Extract →
╭──
Season 3 – Episode 16: “One Of Us.”
Yet another Lost Friday is upon us. We have much to discuss.
For starters (or N00BZ, if you will), this marks the first half of today’s CDP Double Feature, which will culminate in the first-ever CDP Live Video Chat, taking place TONIGHT at 9pm Central time. Please, I’m begging you to come back to the CDP at 9pm Central time tonight and join the chat. I’ll be here, readers from around the nation will be here, and it just wouldn’t be the same without you. I bought a cake; you can watch me eat it from your house. Isn’t that cool?
Everyone knows that funny writers are just as funny, if not funnier, in a real-life setting, right? Everyone knows that they’re really not as reclusive and riddled with Social Anxiety as they appear, right? Everyone knows that writers are the life of any party, right?
Seriously though, be here tonight at 9pm Central time, or I will shoot myself in the facehole with a gun.
╰──
Job a →
Rewrite the rows in the stretch from the line containing "Highlight the purple" through the line containing "left=7, top=547, right=152, bottom=656", switching "Highlight" to "Mark" and leaving everything else unchanged.

Dataset entries →
╭──
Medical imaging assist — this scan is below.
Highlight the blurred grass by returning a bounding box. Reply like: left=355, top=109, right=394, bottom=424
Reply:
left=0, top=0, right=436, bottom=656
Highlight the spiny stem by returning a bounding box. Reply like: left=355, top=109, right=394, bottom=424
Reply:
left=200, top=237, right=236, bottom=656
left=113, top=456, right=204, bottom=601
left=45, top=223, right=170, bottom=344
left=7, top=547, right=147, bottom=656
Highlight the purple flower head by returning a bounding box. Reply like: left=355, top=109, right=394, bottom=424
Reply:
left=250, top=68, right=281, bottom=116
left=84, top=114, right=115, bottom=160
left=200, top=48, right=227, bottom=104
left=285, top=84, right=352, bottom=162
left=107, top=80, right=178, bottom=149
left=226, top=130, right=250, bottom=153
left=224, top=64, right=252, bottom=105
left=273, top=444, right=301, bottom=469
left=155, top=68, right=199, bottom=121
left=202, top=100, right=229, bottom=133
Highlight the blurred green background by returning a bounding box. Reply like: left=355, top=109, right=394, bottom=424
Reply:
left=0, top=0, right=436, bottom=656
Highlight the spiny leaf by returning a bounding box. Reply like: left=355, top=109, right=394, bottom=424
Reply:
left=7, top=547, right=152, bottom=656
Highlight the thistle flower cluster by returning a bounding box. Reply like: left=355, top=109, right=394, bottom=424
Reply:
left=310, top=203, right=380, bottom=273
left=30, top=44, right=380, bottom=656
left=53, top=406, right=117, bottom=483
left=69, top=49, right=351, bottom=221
╰──
Job b →
Reproduce word for word the stretch of the Lost Friday post from "Season 3 – Episode" through "any party, right?".

Exercise response a →
Mark the purple flower head by returning a bounding box. Reply like: left=355, top=109, right=394, bottom=424
Reply:
left=250, top=68, right=281, bottom=116
left=84, top=114, right=115, bottom=160
left=200, top=48, right=227, bottom=104
left=285, top=84, right=352, bottom=162
left=107, top=80, right=178, bottom=149
left=226, top=130, right=250, bottom=153
left=224, top=64, right=252, bottom=105
left=273, top=444, right=301, bottom=469
left=155, top=68, right=199, bottom=121
left=202, top=100, right=229, bottom=133
Mark the blurred green background by returning a bounding box. Reply like: left=355, top=109, right=394, bottom=424
Reply:
left=0, top=0, right=436, bottom=656
Mark the spiny leaf by returning a bounding box. Reply like: left=355, top=109, right=394, bottom=424
Reply:
left=7, top=547, right=152, bottom=656

Exercise response b →
Season 3 – Episode 16: “One Of Us.”
Yet another Lost Friday is upon us. We have much to discuss.
For starters (or N00BZ, if you will), this marks the first half of today’s CDP Double Feature, which will culminate in the first-ever CDP Live Video Chat, taking place TONIGHT at 9pm Central time. Please, I’m begging you to come back to the CDP at 9pm Central time tonight and join the chat. I’ll be here, readers from around the nation will be here, and it just wouldn’t be the same without you. I bought a cake; you can watch me eat it from your house. Isn’t that cool?
Everyone knows that funny writers are just as funny, if not funnier, in a real-life setting, right? Everyone knows that they’re really not as reclusive and riddled with Social Anxiety as they appear, right? Everyone knows that writers are the life of any party, right?